### [Selection]

Queensland’s parents deeply concerned over four day week

12 November 2023

2:03 AM

12 November 2023

2:03 AM

The obsession with a ‘four-day-week’ is underpinned by one unworkable fact: if you work fewer hours you must be paid less.

Ignoring this risks devaluing the work of part timers, casual workers, and contractors whose hourly rates are based on standard five-day weekly breakdowns. These workers would immediately demand pay rises if the 9-5’s received a freebie day.

A reduction in wages for a four-day week is not what unionists, who have been pushing for this since 1817, advocate. They wish to artificially increase the value of labour by removing one day of work while retaining the same pay, effectively raising the value for each hour without improving quality, skill, or economic return. This would value those hours above what they are worth, threatening to cripple businesses and so, unless you are a public servant living off the labour of the private working class, a four-day work is a recipe for a capitalist collapse.

Is the assault on our economic system deliberate? We cannot rule out Labor’s puddle of drool for the destruction of capitalism. Their ranks are stacked with hardcore socialists, unionists, and other misguided utopians. To be fair, they could also be arguing in favour of laziness to appease a generation allergic to hard work, such as those who yearn for a Universal Basic Income without any care for the ‘slaves’ who would have to work extra hard to pay for it.

There is a delicious irony in that a four-day week with lower wages could be achieved in a situation of reduced taxation. Lower tax automatically increases the hourly take-home pay of work (not the value) for businesses and the individual, allowing a reduction in hours. The only loser is the wasteful, bloated Labor state and its union mates.

### [Data records]
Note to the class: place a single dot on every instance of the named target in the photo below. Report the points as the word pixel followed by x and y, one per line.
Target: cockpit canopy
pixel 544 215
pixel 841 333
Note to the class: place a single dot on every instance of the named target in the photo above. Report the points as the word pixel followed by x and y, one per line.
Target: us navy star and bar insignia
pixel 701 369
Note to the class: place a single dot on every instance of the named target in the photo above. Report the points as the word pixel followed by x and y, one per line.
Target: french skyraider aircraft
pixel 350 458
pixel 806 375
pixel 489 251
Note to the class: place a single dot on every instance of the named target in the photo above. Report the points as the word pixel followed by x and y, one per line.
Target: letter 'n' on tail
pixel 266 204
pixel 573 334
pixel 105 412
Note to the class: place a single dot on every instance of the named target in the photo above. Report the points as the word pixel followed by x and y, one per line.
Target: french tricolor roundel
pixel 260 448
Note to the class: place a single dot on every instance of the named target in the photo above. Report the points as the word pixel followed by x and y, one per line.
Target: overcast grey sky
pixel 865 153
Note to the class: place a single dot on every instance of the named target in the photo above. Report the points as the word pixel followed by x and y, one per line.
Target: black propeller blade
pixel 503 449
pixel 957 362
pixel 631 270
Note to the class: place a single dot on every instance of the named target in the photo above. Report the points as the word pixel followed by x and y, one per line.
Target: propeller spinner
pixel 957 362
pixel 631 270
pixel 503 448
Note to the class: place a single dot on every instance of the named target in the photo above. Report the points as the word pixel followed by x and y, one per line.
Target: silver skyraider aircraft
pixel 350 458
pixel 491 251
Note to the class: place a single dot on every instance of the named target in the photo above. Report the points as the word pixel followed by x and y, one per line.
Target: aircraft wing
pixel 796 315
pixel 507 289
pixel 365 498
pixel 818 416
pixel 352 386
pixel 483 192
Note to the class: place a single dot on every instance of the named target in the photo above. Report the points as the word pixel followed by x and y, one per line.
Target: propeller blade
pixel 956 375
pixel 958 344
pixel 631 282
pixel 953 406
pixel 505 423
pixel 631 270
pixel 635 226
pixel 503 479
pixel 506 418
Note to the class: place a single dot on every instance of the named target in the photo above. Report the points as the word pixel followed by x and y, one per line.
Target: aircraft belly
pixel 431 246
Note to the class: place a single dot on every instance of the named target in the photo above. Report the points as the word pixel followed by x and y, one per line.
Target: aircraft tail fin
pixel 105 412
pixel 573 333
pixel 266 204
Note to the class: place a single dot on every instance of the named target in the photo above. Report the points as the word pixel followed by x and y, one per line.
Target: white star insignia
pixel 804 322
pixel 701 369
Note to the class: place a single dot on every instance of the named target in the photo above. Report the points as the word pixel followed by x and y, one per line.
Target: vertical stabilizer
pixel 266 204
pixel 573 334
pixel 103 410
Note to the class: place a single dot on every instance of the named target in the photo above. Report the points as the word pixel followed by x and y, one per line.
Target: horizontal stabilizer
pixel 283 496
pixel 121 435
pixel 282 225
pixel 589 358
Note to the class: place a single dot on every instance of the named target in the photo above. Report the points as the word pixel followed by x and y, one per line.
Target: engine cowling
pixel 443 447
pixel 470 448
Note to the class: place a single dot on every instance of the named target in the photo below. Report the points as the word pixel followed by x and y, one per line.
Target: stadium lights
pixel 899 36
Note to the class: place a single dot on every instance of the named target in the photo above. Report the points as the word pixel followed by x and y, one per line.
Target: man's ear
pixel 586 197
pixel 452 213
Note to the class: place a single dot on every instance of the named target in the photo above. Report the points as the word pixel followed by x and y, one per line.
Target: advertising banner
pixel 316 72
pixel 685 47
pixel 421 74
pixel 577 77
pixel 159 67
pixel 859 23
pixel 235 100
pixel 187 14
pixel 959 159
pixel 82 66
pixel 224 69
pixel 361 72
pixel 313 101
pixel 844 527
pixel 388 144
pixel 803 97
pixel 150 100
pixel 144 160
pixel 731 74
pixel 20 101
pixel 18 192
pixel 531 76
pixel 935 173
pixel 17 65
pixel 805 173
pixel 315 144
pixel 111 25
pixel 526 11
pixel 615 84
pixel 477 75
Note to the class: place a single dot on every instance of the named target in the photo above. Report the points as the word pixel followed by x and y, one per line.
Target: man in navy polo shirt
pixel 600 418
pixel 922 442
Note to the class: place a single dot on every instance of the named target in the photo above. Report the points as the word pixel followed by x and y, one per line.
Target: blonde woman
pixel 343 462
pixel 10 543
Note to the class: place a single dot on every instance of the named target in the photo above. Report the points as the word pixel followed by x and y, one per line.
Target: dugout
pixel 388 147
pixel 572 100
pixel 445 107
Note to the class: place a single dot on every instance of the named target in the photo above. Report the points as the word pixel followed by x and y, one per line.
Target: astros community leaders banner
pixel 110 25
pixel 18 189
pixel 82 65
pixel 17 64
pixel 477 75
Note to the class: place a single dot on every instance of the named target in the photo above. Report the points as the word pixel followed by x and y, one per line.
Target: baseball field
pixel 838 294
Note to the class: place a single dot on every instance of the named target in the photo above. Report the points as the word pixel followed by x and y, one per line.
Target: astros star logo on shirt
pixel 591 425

### [Exercise set]
A: Summarize the opinion piece on the four-day week in two sentences.
B: Locate each line of the records that contains the word "skyraider" and copy those lines, treating uppercase and lowercase letters as different.
The text and the records were taken from unrelated sources.

### [Expected results]
A: The piece argues that unionists want a four-day week at the same pay, which would raise the value of each hour without improving quality, skill, or economic return and threaten to cripple businesses. It adds that a four-day week with lower wages could be achieved through reduced taxation, since lower tax increases hourly take-home pay and allows fewer hours.

B:
Target: french skyraider aircraft
Target: silver skyraider aircraft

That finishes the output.